▶ **To be done**:
Rewrite every row, replacing "pale fungal flesh" with "light-colored mushroom flesh" and leaving everything else unchanged.

(Rows of labeled points)

------------------------

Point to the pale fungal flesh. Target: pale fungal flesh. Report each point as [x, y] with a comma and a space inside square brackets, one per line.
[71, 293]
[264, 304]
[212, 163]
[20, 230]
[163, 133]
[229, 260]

------------------------

▶ **Problem solution**:
Point to the light-colored mushroom flesh. Target: light-colored mushroom flesh. Report each point as [x, y] with a comma and a space inside square brackets, one per line.
[71, 293]
[264, 304]
[212, 163]
[20, 230]
[163, 133]
[229, 260]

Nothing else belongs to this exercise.